--- Document passage ---

Features

Column: A Response to My Critics By SUSAN PARKER

Tuesday September 06, 2005

It’s 6:45 a.m. and Clyiesha’s grandmother has just gotten off work and dropped by to pick her up and prepare her for first grade at Santa Fe Elementary School. She leaves half asleep, clad in her Snoopy Dog pajamas, clutching a Safeway bag filled with dirty clothes in one hand, and a Cowboy Bob doll in the other. Upstairs, LaKisha and baby Kemora are still sleeping. 

In the next room I hear Willie’s television blaring, and in the front room Andrea, Clyiesha and LaKisha’s auntie, snores. 

Downstairs Ralph’s oxygen tank rumbles and percolates. Outside my window, one block south, a BART train bound for Fremont rumbles by. A block north, up 54th Street, the Concord/Bay Point line blows its horn, and clickity clacks along the tracks, carrying tired and bright eyed commuters through fog-shrouded sun and dark tunnels into downtown Oakland and San Francisco.

--- Source material ---

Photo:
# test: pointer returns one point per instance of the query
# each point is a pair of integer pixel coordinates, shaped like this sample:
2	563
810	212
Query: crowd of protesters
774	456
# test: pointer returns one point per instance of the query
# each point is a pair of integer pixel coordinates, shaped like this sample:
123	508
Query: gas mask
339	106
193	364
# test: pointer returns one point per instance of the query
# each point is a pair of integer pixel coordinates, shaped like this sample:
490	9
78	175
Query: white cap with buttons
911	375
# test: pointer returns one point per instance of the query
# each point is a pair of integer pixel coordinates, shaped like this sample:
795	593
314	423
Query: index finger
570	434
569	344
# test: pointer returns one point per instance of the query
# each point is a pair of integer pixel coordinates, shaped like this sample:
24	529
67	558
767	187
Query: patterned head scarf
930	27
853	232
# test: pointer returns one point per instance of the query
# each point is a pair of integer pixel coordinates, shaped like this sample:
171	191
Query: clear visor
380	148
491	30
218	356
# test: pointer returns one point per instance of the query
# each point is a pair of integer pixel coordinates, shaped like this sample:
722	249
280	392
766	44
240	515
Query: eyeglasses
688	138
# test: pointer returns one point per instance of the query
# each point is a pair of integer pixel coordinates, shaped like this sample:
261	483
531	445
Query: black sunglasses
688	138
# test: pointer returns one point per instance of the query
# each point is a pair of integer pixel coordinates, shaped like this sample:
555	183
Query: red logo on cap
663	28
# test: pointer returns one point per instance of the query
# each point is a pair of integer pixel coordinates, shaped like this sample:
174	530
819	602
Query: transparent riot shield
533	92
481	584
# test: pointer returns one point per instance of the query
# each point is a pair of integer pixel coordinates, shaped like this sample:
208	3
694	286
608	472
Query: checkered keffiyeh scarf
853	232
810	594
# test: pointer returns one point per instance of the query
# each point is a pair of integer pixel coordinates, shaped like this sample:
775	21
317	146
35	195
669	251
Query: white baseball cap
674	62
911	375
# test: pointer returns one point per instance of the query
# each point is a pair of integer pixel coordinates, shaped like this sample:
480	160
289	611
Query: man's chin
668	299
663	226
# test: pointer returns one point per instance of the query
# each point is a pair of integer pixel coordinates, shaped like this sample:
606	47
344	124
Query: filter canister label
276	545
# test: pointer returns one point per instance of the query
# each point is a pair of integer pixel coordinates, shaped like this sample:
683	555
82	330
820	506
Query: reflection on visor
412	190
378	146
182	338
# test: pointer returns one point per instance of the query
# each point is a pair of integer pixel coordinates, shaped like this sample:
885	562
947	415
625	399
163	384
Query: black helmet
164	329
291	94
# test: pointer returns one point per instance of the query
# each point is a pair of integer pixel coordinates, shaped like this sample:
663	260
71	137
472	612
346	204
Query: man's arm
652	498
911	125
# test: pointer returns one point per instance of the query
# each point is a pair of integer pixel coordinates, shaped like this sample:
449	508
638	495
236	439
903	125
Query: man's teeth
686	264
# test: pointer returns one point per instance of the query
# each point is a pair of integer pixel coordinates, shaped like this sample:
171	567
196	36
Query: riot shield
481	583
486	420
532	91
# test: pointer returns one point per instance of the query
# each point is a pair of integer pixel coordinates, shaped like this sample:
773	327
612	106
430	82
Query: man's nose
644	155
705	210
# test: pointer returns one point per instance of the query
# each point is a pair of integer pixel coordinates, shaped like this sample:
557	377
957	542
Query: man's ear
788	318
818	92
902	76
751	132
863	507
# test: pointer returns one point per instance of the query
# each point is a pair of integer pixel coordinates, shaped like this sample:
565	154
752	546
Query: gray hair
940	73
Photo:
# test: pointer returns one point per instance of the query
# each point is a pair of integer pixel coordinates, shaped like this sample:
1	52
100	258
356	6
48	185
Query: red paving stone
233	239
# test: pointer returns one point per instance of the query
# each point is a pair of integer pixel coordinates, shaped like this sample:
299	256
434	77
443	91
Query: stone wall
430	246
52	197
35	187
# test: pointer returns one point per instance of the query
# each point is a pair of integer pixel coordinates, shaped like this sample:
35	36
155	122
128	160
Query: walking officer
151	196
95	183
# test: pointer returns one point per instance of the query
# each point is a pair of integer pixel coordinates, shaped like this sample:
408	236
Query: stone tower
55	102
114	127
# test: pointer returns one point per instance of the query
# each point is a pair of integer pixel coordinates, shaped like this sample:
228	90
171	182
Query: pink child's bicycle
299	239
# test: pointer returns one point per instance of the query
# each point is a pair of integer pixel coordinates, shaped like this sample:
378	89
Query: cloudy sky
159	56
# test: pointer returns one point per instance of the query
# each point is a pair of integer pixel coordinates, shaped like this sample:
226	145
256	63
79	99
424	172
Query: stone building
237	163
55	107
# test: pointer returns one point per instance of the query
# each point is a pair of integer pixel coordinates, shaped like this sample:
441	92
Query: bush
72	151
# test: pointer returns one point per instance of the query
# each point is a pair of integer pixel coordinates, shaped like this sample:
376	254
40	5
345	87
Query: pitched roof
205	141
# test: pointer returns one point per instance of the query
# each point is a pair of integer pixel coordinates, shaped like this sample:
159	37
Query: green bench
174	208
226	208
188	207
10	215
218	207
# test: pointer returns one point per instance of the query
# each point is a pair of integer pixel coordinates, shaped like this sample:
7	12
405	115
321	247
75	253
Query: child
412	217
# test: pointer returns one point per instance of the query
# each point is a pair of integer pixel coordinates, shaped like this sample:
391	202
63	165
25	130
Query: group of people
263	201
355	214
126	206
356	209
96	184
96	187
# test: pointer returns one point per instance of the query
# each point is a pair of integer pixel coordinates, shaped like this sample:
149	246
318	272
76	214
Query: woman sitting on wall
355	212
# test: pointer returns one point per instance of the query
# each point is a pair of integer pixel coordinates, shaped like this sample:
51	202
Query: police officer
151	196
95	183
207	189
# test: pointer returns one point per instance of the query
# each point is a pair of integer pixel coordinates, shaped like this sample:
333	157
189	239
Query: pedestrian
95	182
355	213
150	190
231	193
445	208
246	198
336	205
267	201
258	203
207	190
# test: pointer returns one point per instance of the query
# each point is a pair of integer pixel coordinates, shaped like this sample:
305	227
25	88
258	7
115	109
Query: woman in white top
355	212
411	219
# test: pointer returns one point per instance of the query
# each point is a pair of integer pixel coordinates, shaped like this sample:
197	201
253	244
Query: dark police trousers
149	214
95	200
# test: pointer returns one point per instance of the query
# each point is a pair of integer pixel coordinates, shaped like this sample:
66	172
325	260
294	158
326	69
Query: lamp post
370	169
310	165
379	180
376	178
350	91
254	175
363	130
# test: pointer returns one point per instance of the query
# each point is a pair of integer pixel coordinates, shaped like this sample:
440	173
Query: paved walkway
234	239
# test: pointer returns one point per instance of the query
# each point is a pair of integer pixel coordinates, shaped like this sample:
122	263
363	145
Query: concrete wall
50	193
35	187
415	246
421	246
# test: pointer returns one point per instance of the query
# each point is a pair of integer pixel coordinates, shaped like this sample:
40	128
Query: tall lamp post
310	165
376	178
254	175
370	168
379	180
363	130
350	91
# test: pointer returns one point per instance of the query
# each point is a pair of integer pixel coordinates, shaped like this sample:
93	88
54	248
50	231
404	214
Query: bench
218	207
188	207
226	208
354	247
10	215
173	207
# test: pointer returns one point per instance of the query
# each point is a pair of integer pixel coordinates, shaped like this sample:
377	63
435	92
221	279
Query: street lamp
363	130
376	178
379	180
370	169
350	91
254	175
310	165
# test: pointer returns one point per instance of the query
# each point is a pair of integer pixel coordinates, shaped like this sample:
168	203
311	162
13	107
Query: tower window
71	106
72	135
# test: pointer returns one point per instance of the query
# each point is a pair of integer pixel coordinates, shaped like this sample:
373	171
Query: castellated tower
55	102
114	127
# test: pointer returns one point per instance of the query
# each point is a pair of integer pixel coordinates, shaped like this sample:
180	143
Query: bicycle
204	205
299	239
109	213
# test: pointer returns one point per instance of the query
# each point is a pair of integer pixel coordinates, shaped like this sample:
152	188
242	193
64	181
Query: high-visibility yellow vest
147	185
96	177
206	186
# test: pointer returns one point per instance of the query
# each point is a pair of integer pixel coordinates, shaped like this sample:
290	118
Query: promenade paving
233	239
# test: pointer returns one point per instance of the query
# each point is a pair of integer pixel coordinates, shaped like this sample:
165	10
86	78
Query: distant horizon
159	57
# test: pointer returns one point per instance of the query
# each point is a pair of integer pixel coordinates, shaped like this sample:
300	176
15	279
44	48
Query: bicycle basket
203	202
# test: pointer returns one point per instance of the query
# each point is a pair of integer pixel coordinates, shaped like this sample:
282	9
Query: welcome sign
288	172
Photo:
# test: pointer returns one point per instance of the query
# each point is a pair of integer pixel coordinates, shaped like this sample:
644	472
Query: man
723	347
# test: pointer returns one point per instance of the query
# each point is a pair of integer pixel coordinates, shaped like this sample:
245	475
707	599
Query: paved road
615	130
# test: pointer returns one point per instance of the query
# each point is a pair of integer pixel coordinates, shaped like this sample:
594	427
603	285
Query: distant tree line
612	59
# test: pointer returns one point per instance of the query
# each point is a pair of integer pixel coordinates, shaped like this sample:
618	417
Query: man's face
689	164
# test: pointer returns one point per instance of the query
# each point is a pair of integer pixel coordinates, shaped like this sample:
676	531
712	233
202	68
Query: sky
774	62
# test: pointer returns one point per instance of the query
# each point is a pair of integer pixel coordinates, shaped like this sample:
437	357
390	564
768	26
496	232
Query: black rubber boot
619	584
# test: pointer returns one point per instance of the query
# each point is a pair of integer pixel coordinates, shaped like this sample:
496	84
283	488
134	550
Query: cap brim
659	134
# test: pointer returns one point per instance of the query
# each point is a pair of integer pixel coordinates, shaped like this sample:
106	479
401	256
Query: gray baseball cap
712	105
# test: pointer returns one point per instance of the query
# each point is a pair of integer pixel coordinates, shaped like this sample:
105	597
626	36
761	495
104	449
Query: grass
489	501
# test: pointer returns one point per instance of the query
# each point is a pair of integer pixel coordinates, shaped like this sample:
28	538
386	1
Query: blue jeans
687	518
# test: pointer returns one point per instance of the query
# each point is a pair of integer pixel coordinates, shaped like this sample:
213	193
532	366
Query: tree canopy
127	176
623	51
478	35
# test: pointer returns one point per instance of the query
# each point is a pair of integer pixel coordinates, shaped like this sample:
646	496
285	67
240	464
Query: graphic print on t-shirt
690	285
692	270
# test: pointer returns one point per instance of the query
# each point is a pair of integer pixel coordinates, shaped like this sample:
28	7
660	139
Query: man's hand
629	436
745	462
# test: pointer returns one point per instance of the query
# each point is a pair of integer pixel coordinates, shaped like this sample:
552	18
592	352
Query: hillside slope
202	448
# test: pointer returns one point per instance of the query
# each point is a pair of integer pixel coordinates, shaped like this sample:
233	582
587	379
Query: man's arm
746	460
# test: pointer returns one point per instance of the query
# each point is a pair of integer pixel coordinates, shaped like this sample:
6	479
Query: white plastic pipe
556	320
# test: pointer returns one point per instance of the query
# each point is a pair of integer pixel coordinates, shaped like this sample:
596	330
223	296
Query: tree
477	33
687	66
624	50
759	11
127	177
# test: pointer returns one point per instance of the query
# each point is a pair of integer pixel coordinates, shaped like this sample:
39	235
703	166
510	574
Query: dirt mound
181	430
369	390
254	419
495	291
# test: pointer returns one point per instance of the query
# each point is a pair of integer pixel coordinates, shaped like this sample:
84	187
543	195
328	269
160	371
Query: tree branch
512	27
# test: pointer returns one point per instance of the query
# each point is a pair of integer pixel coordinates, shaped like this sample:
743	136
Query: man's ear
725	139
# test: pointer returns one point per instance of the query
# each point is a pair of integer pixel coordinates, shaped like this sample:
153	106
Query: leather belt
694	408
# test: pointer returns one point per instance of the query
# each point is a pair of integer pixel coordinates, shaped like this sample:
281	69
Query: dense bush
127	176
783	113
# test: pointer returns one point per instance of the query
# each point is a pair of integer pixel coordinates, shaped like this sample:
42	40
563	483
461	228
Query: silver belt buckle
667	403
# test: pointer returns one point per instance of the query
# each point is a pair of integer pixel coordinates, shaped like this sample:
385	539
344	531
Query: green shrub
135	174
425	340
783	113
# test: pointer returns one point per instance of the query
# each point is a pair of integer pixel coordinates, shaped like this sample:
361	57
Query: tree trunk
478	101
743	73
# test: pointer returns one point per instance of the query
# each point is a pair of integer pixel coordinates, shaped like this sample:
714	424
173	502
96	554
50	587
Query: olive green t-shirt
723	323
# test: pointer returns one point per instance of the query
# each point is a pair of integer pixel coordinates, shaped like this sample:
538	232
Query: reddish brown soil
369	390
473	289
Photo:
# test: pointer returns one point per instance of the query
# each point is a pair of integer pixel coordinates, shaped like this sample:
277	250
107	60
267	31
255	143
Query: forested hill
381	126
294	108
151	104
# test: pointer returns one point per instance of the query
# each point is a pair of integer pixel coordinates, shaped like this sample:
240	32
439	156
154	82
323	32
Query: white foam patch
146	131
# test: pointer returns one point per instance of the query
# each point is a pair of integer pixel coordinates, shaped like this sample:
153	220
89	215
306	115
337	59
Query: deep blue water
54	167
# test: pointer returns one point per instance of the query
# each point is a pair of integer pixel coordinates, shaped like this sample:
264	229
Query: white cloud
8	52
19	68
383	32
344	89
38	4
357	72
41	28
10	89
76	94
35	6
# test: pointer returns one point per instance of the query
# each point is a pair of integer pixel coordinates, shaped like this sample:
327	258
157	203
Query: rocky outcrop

---

- [What to work on]:
A - Condense the paragraph of the column that begins "Downstairs Ralph’s oxygen tank" into a shorter version that retains its main facts.
B - Carry on the column from its final sentence, matching its voice and style.
These entries bear no relation to the column.

- [Exercise results]:
A - Downstairs, Ralph’s oxygen tank rumbles. One block south, a Fremont-bound BART train passes. A block north, up 54th Street, the Concord/Bay Point train sounds its horn as it carries commuters through fog and tunnels into downtown Oakland and San Francisco.

B -
I’ve just finished reading another letter to the editor of the Berkeley Daily Planet accusing me of racism and insensitivity. In the past, editors and mentoring columnists have advised me to ignore negative criticism and focus only on the positive. But it’s difficult to do so, and during these early morning hours, when the house is quiet and everyone is sleeping, I begin to question my motives and values, my reason for being, my ability to juggle the responsibilities of taking care of my husband, Ralph. 

I think of all the reasons I can give to defend myself against my critics. I‘ll make a list, I tell myself, of every nice thing I’ve ever done for a person of color, starting with taking Mrs. Scott to doctors’ appointments, nursing Leroy while he suffered from terminal lung cancer; the loans I’ve made, the trips to the county jail I’ve taken, the babysitting I’ve done, the parking tickets I’ve paid, the restraining orders I’ve helped obtain. I’ll list the number of times I’ve had to call the police because of threats to someone who lives with me, and I’ll record the broken windows and furniture I’ve had repaired, and the court appearances I’ve had to make, to prove that my identity was stolen and the crimes committed in my name were done by someone else, not me. 

But I know these excuses won’t satisfy my critics. I’m white and middle class and therefore privileged. Even though I share bedrooms, appliances, food, and bathrooms with the people who help me take care of Ralph, and their extended families, I’m always going to offend someone when I write honestly and openly about our living situation.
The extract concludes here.